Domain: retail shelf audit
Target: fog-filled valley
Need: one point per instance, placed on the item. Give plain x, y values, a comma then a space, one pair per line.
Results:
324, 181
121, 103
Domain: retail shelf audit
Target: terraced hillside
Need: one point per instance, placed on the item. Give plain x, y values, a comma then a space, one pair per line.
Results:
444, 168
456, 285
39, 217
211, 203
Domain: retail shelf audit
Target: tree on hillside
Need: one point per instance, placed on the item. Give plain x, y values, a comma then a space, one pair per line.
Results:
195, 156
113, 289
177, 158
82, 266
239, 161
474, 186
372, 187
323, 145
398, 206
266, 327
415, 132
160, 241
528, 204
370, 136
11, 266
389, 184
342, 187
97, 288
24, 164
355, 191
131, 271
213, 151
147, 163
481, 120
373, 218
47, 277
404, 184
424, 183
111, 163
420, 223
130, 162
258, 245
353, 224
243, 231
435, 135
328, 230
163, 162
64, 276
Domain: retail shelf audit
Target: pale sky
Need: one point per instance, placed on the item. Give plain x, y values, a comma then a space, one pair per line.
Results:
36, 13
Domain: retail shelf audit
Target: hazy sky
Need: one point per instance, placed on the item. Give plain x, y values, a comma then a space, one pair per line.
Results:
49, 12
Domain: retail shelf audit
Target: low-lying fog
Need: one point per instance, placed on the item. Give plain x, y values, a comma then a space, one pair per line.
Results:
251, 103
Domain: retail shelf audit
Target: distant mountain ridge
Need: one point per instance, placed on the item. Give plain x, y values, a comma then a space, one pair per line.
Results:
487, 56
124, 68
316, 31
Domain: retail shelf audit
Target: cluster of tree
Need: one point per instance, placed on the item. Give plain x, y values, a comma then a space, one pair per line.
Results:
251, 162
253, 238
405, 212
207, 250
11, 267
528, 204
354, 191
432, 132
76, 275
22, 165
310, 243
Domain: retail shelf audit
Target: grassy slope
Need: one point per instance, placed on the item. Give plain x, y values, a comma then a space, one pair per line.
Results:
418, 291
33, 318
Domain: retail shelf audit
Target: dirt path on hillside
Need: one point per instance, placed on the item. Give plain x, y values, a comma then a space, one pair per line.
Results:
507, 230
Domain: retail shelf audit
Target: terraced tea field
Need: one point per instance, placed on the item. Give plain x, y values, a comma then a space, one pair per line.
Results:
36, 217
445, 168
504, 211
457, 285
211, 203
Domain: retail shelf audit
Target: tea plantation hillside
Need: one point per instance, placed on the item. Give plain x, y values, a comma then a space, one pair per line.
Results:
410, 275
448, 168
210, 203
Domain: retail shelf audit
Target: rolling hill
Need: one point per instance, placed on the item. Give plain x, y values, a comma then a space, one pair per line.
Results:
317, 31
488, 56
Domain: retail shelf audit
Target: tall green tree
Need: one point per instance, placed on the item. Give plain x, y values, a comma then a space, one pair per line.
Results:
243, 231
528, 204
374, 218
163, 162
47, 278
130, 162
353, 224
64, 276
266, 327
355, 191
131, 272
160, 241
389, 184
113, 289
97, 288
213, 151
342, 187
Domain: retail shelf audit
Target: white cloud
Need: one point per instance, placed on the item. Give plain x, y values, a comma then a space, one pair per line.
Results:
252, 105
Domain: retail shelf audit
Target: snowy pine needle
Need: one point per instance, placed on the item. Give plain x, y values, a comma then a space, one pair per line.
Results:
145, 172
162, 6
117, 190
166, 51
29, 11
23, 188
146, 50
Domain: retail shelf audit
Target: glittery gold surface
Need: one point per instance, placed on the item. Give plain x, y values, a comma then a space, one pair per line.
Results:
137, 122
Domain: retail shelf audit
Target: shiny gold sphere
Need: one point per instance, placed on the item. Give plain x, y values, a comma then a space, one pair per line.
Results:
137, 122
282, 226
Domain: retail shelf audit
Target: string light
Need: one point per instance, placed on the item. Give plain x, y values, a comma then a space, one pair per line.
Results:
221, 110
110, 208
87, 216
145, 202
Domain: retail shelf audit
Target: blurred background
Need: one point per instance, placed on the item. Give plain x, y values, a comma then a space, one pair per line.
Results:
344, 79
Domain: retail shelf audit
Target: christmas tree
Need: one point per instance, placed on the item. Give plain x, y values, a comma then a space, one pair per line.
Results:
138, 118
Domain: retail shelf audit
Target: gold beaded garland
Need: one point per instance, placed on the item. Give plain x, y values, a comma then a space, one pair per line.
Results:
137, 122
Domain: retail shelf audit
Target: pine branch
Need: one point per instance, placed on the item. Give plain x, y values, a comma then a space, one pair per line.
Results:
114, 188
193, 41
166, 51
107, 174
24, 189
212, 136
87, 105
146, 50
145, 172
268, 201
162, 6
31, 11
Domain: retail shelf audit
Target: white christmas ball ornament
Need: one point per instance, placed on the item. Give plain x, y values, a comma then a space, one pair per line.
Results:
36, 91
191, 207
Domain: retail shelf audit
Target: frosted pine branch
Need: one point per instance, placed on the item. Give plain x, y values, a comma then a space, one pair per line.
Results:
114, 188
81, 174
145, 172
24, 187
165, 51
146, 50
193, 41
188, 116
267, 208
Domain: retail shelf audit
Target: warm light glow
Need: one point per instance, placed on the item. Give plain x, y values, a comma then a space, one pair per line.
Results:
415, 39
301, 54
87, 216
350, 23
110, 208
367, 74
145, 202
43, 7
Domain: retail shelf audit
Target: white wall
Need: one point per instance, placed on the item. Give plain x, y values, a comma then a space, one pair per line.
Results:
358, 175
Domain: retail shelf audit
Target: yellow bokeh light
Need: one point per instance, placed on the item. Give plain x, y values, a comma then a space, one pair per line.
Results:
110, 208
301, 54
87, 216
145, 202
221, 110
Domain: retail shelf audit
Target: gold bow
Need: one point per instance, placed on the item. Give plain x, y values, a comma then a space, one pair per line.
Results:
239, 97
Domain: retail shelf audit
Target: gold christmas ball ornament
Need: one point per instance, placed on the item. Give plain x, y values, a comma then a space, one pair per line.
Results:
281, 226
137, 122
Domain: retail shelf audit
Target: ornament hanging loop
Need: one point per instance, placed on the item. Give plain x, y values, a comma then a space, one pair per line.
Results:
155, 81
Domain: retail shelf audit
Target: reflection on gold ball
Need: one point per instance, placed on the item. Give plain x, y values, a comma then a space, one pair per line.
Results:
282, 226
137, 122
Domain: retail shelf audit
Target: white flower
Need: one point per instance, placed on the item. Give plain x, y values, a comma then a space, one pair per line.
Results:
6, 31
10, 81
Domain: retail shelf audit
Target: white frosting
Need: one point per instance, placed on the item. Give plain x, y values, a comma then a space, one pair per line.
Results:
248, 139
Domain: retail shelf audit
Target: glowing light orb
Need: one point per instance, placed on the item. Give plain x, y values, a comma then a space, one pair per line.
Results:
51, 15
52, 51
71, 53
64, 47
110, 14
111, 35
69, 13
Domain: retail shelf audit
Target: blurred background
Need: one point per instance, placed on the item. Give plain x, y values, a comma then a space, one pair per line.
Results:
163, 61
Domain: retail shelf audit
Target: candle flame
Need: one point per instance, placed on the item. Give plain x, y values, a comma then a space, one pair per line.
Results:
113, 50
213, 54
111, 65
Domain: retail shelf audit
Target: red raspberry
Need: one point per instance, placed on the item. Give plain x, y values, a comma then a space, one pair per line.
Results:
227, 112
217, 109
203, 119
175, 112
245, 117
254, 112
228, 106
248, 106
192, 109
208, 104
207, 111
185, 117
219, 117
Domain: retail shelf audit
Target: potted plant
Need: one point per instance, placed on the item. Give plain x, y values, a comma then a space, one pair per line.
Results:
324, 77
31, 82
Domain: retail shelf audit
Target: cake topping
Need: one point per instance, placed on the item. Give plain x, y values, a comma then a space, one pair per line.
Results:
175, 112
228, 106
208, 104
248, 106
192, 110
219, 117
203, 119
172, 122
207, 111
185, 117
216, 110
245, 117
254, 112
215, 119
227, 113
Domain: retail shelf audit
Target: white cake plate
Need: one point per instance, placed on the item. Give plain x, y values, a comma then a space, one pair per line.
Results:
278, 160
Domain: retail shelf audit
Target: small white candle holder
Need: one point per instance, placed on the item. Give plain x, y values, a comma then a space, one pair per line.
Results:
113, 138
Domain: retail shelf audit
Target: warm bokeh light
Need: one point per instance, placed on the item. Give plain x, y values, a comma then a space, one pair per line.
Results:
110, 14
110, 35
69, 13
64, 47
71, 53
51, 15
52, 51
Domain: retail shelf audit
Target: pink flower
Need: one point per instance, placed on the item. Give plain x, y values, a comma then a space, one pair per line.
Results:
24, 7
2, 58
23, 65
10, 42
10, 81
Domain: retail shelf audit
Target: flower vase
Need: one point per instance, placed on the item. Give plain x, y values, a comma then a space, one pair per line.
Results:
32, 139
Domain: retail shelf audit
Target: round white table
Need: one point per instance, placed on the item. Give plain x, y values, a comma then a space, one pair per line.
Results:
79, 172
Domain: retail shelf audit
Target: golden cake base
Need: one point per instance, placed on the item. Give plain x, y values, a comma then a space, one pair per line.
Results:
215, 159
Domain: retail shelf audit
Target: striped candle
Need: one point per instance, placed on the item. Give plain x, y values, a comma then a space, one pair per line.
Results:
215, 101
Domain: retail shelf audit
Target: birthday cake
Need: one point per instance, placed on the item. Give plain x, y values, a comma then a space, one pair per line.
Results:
※ ※ ※
**To be done**: Pick out every line in the material above that contains the word "candle", and copy each one.

**Task response**:
Target: candle flame
Target: small white candle holder
Target: striped candle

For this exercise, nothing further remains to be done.